Every record should be written out exactly, please.

• _ENTRIES PROVIDED_
========================================
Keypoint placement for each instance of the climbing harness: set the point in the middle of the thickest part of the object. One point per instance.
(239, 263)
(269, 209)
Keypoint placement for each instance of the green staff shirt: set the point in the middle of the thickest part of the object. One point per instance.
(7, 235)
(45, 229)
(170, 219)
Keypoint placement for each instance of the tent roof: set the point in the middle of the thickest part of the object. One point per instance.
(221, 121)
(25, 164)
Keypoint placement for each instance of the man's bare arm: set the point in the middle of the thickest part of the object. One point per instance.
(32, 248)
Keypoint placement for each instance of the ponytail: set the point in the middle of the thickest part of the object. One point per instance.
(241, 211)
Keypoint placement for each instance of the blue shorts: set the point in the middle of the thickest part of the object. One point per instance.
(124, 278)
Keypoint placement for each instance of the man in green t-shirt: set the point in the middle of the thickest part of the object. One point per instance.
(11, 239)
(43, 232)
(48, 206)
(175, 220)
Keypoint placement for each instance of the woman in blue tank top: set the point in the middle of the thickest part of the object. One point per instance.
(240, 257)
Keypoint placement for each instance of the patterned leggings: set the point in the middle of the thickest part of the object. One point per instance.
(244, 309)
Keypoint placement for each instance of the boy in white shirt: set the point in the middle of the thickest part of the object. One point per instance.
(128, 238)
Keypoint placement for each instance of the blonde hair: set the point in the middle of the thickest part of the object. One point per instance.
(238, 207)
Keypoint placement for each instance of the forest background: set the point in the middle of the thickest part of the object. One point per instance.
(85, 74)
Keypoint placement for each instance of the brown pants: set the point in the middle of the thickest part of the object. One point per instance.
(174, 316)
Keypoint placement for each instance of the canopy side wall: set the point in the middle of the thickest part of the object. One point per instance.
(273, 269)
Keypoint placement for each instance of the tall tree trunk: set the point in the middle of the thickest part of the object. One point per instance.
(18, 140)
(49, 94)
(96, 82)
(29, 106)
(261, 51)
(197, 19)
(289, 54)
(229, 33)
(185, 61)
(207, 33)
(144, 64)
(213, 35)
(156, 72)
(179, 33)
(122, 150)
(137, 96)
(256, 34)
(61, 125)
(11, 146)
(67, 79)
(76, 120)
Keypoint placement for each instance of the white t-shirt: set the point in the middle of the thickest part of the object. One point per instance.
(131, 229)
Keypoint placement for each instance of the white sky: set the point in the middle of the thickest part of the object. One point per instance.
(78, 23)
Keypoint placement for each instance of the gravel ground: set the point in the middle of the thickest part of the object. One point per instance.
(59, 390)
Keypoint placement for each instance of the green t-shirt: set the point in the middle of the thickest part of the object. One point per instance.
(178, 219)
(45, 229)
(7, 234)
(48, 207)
========================================
• _WRITTEN RESPONSE_
Keypoint placement for each instance of the climbing harness: set the point in the middle of the thickest part of the object. One point per instance.
(239, 263)
(269, 209)
Keypoint placement for each instance of the green staff shirt: set the point in the middle of the thickest part of the object. One point per instance.
(7, 235)
(45, 229)
(170, 219)
Keypoint placement for each instance of the tent roof: set the point in the middle of the thickest part of the object. One point per instance.
(221, 121)
(25, 164)
Keypoint placement for each instance of the man's bare arm: set the point in the middle of the thickest part of the object. One point per instance.
(32, 248)
Keypoint placement for each instance of the ponytail: set the point in the middle of the thickest part of the object. One point per instance.
(241, 211)
Keypoint placement for each instance of the blue shorts: set the point in the middle of the thickest part of the object. One point per instance.
(124, 278)
Keypoint placement for each instance of the man in green t-shirt: set the point in the middle of the thickest part of the object. One point per instance.
(11, 239)
(43, 232)
(48, 206)
(175, 220)
Keypoint placement for each instance of the woman in blue tank top: set the point in the middle of the thickest part of the object. One point per instance.
(240, 257)
Keypoint placement for each instance of the patterned leggings: set the point in the middle of the thickest part of the object. One point per instance.
(244, 309)
Keypoint placement for each instance of the boy in white shirt: set the point in the middle of the thickest part of the object. One point per instance.
(128, 238)
Keypoint placement for each instance of the blonde hair: set the point in the middle of the thickest part of the object. One point per instance.
(238, 207)
Keypoint placement for each instance of the forest background: set the point in the middle of the thickest part of the object. One point per instance.
(85, 74)
Keypoint placement for each instance of the brown pants: set the point in the middle of the thickest part of the object. One point per instance.
(174, 316)
Keypoint placement for each instance of the canopy side wall: set the point in the middle of the thickest part of the object. One point per instance.
(273, 269)
Keypoint placement for each instance of the tall tree trunk: set the point in the middle of the thickest part of the object. One point per instance.
(18, 140)
(49, 94)
(96, 82)
(29, 106)
(261, 51)
(197, 19)
(289, 54)
(229, 33)
(185, 61)
(207, 33)
(144, 64)
(213, 35)
(156, 72)
(179, 33)
(122, 150)
(137, 96)
(256, 34)
(61, 125)
(11, 146)
(67, 79)
(76, 120)
Keypoint placement for each instance of the white t-shirt: set the point in the middle of the thickest part of the object. One point per instance.
(131, 229)
Keypoint placement for each instance of the white sky: set the point in the middle of the thickest part of the object. One point per instance.
(78, 23)
Keypoint placement for each instance of the gravel ground: set the point in the middle of the thickest part of the object. One point per instance.
(59, 390)
Keypoint placement for each instance of the green t-shirt: set the point in the middle of the thickest part of the object. One point per instance.
(178, 219)
(45, 229)
(7, 234)
(48, 207)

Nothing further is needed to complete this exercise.